<<<<

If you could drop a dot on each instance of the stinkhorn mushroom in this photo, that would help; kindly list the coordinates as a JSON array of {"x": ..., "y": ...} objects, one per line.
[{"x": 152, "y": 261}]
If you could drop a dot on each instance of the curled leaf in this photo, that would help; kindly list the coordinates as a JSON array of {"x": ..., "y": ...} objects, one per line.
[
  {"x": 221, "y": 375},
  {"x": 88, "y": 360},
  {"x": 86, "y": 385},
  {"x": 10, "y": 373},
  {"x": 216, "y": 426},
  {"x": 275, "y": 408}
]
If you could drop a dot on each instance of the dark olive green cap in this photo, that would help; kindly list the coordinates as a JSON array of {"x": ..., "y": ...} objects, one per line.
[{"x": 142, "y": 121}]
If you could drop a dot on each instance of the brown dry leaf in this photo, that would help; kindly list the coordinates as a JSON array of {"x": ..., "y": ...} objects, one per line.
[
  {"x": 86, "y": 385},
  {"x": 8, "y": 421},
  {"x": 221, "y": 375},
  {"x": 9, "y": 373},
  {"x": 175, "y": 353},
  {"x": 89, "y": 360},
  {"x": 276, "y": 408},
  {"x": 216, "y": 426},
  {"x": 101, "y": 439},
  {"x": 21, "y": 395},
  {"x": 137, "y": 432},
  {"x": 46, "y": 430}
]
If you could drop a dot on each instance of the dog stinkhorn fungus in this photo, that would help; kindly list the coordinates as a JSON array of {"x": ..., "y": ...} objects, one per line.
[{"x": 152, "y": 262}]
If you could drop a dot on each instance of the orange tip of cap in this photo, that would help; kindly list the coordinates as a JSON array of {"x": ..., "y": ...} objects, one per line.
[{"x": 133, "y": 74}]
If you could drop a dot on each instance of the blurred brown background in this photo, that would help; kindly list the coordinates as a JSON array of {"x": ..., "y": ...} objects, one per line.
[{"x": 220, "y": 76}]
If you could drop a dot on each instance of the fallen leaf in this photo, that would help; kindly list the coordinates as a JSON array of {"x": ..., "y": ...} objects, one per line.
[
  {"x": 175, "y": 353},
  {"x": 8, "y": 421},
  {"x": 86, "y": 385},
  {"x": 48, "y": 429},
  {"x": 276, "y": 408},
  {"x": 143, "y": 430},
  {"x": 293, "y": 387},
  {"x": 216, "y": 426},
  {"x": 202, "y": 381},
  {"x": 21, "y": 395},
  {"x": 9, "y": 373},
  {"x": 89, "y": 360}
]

>>>>

=== Required work ===
Extract the full listing above without altering anything.

=== Response to the task ===
If you could drop a dot on each instance of the stinkhorn mushroom in this photo, that would help; kindly list the coordinates as a JSON array of {"x": ..., "y": ...} objects, one per line.
[{"x": 152, "y": 261}]
If you could drop a dot on each instance of the curled leaf in this photo, that would help; kindly list the coordinates as a JSON array of {"x": ..., "y": ...} objects, one per line.
[
  {"x": 221, "y": 375},
  {"x": 88, "y": 360},
  {"x": 86, "y": 385},
  {"x": 10, "y": 373},
  {"x": 216, "y": 426},
  {"x": 275, "y": 408}
]
If you could drop a dot on each instance of the dark olive green cap in this photo, that would help; kindly list the coordinates as a JSON array of {"x": ..., "y": ...} objects, one per line.
[{"x": 142, "y": 121}]
If you could drop a dot on each instance of the brown dry leaf in this photo, that would help; kindly list the coordinates as a JSON array of {"x": ..., "y": ...} objects, one per line.
[
  {"x": 86, "y": 385},
  {"x": 8, "y": 421},
  {"x": 221, "y": 375},
  {"x": 9, "y": 373},
  {"x": 175, "y": 353},
  {"x": 89, "y": 360},
  {"x": 276, "y": 408},
  {"x": 216, "y": 426},
  {"x": 101, "y": 439},
  {"x": 21, "y": 395},
  {"x": 137, "y": 432},
  {"x": 46, "y": 430}
]
If you could drop a dot on each instance of the dog stinkhorn fungus in this photo, that would help; kindly list the coordinates as a JSON array of {"x": ..., "y": ...} objects, one per line.
[{"x": 152, "y": 262}]
If you could drop a dot on each instance of the orange tip of cap in this photo, that would help; kindly list the coordinates as a JSON array of {"x": ..., "y": ...} objects, one per line.
[{"x": 133, "y": 74}]
If you could drop a dot on each instance of the blurred brown background in this photo, that would help; kindly list the coordinates as a JSON array of {"x": ..., "y": ...} objects, one per line.
[{"x": 220, "y": 76}]
If you could drop a dot on each instance of the fallen leaf in this photo, that would help; kindly list the coordinates as a JSON array of {"x": ..., "y": ...} objects, one per line.
[
  {"x": 175, "y": 353},
  {"x": 8, "y": 421},
  {"x": 86, "y": 385},
  {"x": 48, "y": 429},
  {"x": 276, "y": 408},
  {"x": 143, "y": 430},
  {"x": 293, "y": 387},
  {"x": 216, "y": 426},
  {"x": 202, "y": 381},
  {"x": 21, "y": 395},
  {"x": 9, "y": 373},
  {"x": 89, "y": 360}
]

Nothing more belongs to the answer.